» **PROBLEM REQUIREMENTS**
Look for the line containing "the dog's hind" in the listing below. Retype that line and every subsequent line through the last one, and only those.

● ● ● ● ● ● ●

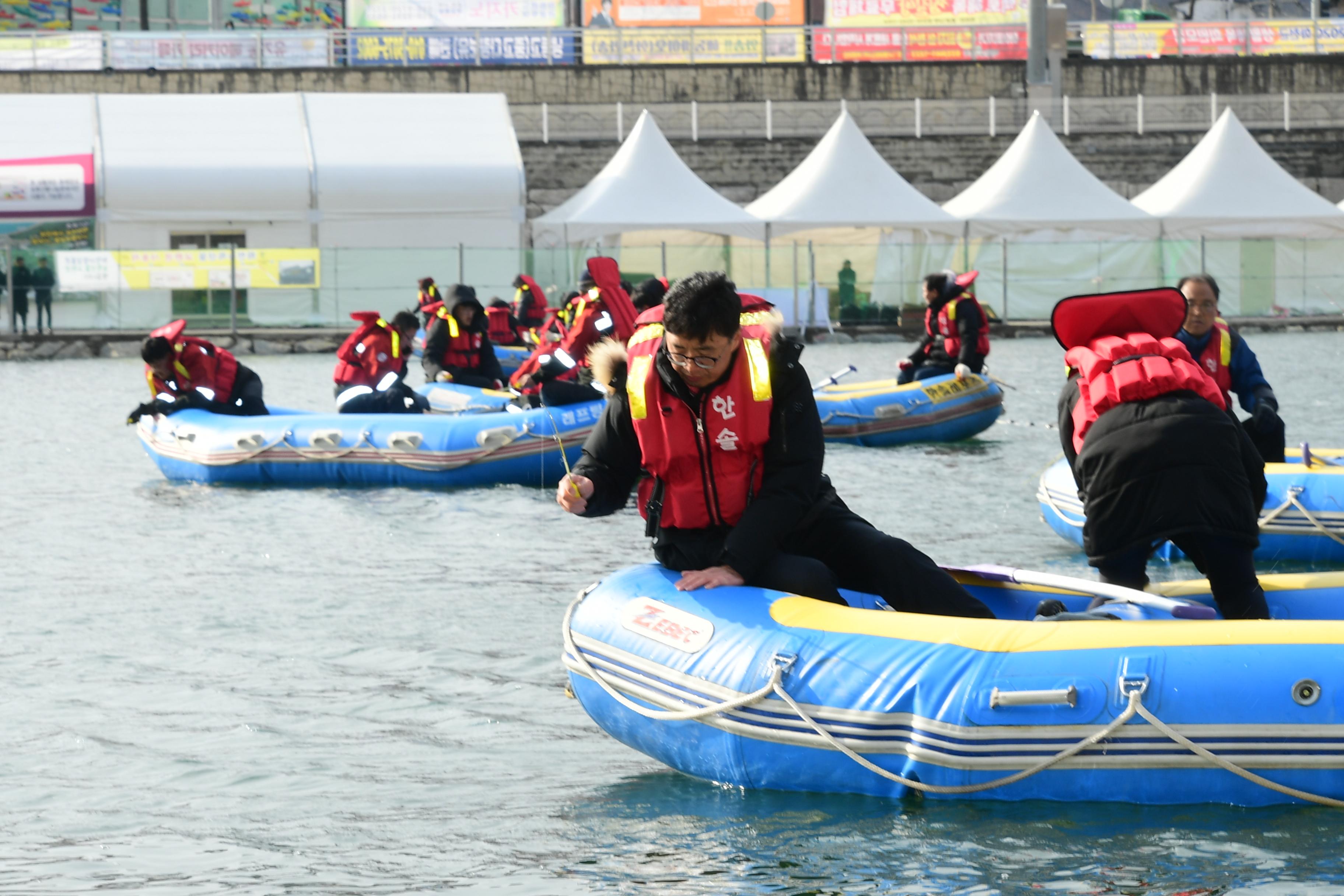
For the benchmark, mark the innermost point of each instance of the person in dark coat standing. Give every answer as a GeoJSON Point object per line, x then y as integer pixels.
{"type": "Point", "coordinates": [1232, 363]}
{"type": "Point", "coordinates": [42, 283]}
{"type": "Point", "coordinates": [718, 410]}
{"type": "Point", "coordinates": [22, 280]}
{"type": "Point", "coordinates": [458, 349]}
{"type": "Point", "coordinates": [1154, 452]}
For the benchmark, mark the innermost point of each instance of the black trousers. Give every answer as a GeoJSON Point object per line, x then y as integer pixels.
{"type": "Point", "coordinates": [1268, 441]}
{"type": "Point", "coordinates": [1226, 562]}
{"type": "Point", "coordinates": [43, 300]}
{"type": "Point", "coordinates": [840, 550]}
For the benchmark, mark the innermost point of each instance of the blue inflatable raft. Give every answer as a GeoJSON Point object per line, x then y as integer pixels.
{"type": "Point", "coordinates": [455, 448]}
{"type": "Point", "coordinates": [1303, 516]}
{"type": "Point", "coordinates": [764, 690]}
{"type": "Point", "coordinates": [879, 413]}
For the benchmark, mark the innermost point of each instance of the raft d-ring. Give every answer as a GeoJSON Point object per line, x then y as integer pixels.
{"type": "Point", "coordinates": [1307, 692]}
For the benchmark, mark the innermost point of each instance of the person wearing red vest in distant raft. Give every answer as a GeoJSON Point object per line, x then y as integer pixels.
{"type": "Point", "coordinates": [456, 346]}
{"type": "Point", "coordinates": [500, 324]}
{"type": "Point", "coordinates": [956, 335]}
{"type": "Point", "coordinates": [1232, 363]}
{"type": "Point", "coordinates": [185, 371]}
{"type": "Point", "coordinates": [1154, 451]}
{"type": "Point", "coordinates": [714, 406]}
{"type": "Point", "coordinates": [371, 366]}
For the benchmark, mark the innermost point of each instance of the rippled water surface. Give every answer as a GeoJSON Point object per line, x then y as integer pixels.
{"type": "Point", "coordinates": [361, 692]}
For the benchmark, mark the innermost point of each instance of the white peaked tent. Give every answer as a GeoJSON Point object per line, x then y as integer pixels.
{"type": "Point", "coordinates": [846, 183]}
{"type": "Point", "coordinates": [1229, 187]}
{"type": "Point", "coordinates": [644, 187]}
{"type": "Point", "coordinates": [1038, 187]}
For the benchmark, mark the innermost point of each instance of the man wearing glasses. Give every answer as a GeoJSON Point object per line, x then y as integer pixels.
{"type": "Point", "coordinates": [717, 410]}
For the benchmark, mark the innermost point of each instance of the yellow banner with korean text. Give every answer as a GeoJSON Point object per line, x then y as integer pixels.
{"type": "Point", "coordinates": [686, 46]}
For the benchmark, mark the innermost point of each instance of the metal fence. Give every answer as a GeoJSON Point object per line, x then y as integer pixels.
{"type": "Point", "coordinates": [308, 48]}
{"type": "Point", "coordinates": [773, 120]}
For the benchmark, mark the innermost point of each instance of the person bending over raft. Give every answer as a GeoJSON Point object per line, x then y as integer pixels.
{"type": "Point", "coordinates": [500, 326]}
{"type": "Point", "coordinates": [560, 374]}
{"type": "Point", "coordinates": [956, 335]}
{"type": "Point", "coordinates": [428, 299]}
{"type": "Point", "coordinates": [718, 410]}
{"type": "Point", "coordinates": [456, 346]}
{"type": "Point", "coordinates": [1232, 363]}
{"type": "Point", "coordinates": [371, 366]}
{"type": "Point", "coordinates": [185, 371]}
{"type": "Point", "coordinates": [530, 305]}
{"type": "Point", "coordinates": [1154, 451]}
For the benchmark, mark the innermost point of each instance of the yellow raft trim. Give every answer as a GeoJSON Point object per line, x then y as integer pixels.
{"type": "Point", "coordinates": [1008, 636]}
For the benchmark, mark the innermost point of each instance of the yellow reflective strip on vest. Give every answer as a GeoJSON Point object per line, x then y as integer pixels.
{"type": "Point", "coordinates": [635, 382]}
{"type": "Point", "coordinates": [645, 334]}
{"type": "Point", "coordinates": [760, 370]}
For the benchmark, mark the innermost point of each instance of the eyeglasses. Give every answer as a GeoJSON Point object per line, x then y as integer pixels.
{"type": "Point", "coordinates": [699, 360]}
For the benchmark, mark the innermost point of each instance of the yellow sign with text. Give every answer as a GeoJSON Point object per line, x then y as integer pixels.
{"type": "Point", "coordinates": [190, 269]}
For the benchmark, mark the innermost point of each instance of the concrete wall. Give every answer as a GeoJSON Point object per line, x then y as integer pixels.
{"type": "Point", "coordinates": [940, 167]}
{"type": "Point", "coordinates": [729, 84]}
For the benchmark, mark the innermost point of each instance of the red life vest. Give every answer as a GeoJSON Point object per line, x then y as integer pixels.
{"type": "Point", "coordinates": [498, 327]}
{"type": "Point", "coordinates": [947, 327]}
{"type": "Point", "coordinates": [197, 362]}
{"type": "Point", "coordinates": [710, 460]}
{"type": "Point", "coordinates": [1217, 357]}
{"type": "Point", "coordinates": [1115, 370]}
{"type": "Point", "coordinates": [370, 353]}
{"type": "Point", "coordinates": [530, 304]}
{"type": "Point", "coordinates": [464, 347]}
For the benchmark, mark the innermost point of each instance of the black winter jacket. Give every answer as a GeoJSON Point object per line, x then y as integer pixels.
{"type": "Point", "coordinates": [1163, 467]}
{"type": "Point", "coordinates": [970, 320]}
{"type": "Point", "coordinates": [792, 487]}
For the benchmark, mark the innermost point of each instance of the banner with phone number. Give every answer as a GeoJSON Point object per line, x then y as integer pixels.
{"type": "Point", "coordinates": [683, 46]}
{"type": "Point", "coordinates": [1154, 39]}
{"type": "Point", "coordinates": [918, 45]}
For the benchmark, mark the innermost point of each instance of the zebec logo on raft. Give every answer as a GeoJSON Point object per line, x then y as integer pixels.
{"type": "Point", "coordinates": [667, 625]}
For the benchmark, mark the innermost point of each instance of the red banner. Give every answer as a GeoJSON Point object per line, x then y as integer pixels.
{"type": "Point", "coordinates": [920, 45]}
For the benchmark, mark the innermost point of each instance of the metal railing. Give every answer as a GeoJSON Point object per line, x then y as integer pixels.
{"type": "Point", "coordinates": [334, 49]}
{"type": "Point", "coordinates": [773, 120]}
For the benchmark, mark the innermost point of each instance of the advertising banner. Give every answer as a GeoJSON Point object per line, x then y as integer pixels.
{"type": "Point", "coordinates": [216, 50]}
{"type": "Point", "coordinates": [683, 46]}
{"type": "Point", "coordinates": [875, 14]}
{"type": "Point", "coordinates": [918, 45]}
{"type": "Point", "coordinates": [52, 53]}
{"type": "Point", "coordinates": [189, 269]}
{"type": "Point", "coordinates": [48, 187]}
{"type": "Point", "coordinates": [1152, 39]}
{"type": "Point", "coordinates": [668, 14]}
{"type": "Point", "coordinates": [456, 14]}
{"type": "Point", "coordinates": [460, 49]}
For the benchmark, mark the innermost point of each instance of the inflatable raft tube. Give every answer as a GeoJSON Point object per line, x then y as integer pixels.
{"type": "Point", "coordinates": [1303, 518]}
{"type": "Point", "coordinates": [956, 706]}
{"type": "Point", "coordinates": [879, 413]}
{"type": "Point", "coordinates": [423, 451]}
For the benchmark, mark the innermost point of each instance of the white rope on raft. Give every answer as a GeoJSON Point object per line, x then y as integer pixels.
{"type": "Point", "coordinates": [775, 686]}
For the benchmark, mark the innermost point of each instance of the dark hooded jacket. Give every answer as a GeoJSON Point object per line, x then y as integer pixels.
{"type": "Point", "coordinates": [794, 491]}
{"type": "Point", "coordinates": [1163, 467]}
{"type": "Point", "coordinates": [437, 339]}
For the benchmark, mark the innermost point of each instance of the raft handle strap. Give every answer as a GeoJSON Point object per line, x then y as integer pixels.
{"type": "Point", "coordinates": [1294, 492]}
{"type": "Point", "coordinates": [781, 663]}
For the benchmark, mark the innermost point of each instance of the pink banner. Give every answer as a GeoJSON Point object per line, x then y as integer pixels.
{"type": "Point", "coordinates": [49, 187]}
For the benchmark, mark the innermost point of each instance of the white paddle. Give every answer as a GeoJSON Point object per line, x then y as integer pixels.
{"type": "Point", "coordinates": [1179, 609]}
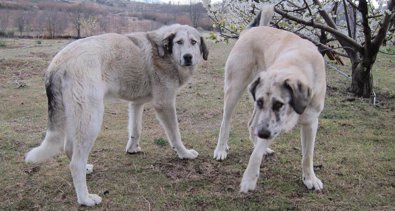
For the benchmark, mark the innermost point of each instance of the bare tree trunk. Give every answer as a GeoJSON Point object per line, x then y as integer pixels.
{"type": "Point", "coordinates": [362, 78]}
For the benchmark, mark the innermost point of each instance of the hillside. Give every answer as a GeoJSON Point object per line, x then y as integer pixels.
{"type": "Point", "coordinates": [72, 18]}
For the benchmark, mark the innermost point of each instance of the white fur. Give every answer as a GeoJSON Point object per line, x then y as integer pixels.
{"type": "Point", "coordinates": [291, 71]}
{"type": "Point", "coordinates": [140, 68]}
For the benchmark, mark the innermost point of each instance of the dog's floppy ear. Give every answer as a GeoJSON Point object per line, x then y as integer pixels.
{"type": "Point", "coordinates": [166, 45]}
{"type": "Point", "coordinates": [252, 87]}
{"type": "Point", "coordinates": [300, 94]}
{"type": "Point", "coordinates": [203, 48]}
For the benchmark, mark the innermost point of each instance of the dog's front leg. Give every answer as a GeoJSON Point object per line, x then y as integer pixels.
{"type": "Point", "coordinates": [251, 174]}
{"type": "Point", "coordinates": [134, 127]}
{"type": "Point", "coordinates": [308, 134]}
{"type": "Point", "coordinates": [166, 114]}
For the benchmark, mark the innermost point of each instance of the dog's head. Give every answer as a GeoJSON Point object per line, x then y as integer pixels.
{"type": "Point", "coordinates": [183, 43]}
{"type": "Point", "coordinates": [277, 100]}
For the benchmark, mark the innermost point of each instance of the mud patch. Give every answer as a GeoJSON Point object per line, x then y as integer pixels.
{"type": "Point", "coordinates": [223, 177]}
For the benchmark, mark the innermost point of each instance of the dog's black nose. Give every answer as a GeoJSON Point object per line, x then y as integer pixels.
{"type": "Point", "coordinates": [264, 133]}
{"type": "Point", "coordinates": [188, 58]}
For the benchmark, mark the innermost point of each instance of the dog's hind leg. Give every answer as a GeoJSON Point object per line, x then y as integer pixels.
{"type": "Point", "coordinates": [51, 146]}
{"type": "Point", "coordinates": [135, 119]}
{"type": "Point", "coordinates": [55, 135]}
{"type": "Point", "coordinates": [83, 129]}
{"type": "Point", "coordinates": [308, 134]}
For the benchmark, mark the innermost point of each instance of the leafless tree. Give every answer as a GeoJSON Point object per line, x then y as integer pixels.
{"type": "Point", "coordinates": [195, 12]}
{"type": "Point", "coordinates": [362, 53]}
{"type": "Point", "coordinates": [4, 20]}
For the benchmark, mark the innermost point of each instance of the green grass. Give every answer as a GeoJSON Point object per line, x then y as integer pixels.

● ● ● ● ● ● ●

» **ANSWER TO THIS PROBLEM**
For the benchmark, mark the innermost point of each instance of the dog's hind leg. Give every answer as a GeoJSON Point object per line, x then y as integer pixels.
{"type": "Point", "coordinates": [51, 146]}
{"type": "Point", "coordinates": [135, 119]}
{"type": "Point", "coordinates": [55, 135]}
{"type": "Point", "coordinates": [83, 129]}
{"type": "Point", "coordinates": [308, 134]}
For the benchmark, mark the innermost point of each instance of the leafless tree. Give every answer as a GeoJSON Point object per line, x then y as integer pixels.
{"type": "Point", "coordinates": [195, 12]}
{"type": "Point", "coordinates": [362, 53]}
{"type": "Point", "coordinates": [4, 20]}
For the benchmark, mark the innermost point of each instance of the green grass. Give every answer as a GeoJSON Point object per line, x then y as integer pixels.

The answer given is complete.